### PROBLEM
Let your answer be the line containing "Practice task. Find the man wearing" and every line below it to the end of the records, copied exactly.

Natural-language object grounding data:
┄┄┄┄┄┄┄┄┄┄

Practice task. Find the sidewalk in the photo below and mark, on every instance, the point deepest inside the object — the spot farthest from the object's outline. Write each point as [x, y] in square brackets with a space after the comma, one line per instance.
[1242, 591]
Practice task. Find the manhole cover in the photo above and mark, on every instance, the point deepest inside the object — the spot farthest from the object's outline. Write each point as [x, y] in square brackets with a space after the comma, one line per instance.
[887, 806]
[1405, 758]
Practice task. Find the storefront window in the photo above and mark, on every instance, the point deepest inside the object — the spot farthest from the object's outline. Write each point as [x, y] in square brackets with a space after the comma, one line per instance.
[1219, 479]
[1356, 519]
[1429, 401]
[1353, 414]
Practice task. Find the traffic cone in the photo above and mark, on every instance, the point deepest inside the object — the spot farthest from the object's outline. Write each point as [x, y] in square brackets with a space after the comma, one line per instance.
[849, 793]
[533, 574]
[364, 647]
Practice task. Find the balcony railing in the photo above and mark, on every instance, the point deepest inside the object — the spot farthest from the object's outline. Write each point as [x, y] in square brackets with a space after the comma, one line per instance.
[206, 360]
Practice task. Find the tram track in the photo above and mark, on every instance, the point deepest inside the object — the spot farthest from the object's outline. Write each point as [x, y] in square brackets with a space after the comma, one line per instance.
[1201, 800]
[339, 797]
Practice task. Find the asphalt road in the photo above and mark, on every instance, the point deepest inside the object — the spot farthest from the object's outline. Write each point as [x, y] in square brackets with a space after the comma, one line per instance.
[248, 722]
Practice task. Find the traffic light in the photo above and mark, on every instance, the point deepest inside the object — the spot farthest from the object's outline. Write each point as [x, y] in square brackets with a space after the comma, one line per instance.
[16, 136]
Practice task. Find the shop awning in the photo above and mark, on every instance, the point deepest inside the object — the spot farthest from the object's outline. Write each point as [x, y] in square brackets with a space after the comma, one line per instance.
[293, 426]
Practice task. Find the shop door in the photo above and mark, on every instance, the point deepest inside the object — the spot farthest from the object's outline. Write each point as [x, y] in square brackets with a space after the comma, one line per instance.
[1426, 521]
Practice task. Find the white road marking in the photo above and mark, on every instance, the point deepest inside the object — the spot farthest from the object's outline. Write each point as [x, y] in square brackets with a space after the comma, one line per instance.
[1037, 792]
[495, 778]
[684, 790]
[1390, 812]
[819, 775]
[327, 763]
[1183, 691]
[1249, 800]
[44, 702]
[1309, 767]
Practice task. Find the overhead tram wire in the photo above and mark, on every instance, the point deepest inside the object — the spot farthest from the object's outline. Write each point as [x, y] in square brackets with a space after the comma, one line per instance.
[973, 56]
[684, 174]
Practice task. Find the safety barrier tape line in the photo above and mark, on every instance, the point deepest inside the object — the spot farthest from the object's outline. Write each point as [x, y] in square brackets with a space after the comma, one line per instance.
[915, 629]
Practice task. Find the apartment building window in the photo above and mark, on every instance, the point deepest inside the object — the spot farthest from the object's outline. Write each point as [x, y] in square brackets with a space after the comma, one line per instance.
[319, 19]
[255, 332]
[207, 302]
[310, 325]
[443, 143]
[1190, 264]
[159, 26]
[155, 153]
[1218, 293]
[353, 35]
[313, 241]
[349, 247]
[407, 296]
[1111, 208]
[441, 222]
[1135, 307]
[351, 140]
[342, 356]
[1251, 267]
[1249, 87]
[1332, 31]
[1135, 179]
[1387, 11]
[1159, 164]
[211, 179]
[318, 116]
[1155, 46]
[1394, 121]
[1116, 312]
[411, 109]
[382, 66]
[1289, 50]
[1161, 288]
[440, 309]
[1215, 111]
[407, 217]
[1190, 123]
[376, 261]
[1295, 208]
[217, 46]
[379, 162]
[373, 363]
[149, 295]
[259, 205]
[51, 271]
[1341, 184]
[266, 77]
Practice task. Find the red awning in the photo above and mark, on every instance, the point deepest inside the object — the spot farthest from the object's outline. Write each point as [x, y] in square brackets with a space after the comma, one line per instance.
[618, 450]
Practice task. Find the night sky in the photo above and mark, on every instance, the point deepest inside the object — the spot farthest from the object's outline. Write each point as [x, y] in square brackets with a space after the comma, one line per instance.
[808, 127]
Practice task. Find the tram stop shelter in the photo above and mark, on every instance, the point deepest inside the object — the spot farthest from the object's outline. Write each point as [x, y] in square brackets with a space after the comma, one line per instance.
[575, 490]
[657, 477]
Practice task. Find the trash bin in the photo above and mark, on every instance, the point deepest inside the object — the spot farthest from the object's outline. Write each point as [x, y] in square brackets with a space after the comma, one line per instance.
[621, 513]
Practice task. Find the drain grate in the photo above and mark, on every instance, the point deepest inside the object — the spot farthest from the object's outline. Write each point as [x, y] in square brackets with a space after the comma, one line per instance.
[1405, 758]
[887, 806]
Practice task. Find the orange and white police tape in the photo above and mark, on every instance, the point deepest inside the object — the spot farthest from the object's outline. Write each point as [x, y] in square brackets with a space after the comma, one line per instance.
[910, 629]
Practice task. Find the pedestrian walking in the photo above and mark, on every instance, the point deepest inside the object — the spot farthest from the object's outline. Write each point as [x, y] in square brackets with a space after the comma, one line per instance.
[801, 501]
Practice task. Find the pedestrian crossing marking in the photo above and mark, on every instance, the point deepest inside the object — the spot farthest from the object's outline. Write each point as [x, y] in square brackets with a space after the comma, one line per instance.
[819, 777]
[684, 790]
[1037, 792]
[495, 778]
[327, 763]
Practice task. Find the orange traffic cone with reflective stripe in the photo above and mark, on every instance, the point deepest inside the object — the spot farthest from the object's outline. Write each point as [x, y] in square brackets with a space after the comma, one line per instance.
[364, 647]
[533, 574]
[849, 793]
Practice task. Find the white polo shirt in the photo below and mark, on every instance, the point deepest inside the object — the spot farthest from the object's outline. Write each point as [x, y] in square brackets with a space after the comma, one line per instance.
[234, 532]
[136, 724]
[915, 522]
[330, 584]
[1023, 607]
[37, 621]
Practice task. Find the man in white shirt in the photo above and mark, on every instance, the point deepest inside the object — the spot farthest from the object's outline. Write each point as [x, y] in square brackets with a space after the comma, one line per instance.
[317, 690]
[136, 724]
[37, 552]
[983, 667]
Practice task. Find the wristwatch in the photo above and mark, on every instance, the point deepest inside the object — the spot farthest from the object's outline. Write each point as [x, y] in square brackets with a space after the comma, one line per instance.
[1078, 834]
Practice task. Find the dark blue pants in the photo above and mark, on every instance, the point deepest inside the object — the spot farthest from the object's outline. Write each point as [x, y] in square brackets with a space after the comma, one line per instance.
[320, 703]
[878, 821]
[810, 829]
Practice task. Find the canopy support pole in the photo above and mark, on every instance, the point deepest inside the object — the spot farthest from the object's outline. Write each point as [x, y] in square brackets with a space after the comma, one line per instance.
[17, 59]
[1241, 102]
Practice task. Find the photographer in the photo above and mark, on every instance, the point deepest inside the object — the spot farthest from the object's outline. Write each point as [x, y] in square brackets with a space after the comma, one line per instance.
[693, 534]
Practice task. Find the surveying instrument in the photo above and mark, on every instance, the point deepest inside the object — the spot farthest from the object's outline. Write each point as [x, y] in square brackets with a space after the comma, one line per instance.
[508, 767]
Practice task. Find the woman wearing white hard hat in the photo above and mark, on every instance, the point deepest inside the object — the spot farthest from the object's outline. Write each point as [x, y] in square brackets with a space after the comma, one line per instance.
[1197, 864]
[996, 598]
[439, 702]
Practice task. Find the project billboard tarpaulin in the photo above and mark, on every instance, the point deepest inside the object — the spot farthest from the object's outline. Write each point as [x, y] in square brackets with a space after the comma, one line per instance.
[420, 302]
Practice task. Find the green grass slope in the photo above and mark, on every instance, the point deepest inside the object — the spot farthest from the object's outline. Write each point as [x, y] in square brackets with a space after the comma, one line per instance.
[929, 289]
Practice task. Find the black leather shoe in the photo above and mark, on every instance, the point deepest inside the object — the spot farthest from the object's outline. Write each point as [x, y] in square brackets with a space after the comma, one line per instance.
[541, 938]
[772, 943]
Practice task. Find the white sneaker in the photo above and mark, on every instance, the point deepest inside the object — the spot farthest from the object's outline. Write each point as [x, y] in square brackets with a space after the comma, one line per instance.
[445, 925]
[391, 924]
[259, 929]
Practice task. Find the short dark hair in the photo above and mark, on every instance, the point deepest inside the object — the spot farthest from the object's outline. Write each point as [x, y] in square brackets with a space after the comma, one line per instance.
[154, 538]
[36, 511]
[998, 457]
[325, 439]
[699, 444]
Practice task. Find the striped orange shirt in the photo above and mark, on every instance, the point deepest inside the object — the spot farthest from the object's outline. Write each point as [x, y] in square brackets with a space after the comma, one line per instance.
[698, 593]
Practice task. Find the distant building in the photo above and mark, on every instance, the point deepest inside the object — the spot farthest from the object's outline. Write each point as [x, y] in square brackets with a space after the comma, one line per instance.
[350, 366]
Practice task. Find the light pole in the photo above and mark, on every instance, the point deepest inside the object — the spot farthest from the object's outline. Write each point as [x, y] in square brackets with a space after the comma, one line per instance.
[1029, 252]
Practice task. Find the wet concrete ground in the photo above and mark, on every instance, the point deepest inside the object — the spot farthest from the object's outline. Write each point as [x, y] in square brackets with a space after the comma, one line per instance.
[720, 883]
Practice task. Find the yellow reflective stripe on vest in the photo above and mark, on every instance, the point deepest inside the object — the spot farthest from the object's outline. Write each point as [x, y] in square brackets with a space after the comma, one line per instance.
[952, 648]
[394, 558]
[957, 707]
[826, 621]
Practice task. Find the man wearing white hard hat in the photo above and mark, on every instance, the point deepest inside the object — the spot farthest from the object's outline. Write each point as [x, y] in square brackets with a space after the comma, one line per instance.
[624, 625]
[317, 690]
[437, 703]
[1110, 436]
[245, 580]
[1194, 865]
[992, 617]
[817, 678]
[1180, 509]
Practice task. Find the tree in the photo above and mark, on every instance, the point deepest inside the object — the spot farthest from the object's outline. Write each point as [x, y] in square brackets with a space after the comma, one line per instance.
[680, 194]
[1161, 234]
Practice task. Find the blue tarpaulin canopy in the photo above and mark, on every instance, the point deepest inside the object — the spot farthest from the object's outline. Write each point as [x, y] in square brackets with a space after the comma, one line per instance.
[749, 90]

┄┄┄┄┄┄┄┄┄┄

### RESPONSE
Practice task. Find the man wearing white hard hat in the photo above and mark, on every instance, the point deepest inside the object — the spot farthest from the object's outline. Write each point as [x, y] in square brackets with a space after the comma, one line per instance.
[624, 625]
[317, 690]
[437, 703]
[1110, 436]
[245, 580]
[1194, 865]
[992, 617]
[817, 678]
[1180, 509]
Practice task. Find the tree in the photo above and mark, on every instance, the point deepest inside the object — the spot farthest from the object's outline. Write each point as [x, y] in square brackets with a space after the comma, one line per instance.
[680, 194]
[1161, 234]
Practice task. Find the blue tarpaulin canopy in the photo above and mark, on every instance, the point deepest inside the object — the spot farthest from the object's outline. Write each point as [x, y] in square brackets with a space after the comma, one line per instance.
[749, 90]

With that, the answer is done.